▶ TASK DETAILS:
Could you return all of the data exactly as given?

[Referring expression data]
◆ ◆ ◆ ◆
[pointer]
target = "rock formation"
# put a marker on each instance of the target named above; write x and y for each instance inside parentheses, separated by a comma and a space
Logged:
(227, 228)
◆ ◆ ◆ ◆
▶ OUTPUT OF THE EXERCISE:
[pointer]
target = "rock formation"
# put a marker on each instance of the target named above; write x and y for each instance inside parentheses, separated by a comma and a space
Logged:
(227, 228)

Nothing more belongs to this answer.